### Task
Please state where Muhammad XI was taken prisoner, and in what year, according to the text on Muhammad XI below.

Muhammad XI was the son of Abu l-Hasan Ali, Sultan of the Emirate of Granada whom he succeeded in 1482, as a result of both court intrigue and unrest amongst the population at large.

Muhammad XI soon sought to gain prestige by invading Castile, but was taken prisoner at Lucena in 1483. Muhammad's father was then restored as ruler of Granada, to be replaced in 1485 by his uncle Muhammad XII, also known as Muhammad al-Zaghal.

Muhammad obtained his freedom and Christian support to recover his throne in 1487, by consenting to hold Granada as a tributary kingdom under the Catholic monarchs. He further undertook not to intervene in the Siege of Málaga, in which Málaga was taken by the Christians.

### Information shown
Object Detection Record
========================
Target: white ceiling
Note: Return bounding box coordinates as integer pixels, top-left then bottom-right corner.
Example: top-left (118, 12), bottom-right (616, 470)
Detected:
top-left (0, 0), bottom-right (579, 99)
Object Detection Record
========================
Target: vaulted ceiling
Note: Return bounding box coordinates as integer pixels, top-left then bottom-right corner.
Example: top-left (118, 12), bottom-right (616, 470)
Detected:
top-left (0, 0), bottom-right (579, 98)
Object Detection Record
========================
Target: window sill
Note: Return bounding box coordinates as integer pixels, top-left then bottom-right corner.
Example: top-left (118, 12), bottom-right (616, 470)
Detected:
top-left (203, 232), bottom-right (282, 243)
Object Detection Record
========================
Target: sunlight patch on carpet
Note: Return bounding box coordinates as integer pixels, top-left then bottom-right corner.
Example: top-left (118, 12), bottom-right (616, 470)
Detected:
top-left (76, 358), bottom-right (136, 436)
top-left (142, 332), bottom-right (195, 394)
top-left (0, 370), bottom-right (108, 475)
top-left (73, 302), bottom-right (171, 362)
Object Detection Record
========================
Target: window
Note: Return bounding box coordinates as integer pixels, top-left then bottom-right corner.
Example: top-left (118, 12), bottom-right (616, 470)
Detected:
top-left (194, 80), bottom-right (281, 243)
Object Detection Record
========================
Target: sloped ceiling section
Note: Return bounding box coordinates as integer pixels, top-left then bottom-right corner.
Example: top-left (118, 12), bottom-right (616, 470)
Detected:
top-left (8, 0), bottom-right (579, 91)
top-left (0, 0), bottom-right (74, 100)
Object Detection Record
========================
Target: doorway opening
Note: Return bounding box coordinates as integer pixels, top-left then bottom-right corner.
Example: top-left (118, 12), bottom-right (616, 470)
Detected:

### Solution for this problem
He was taken prisoner at Lucena in 1483.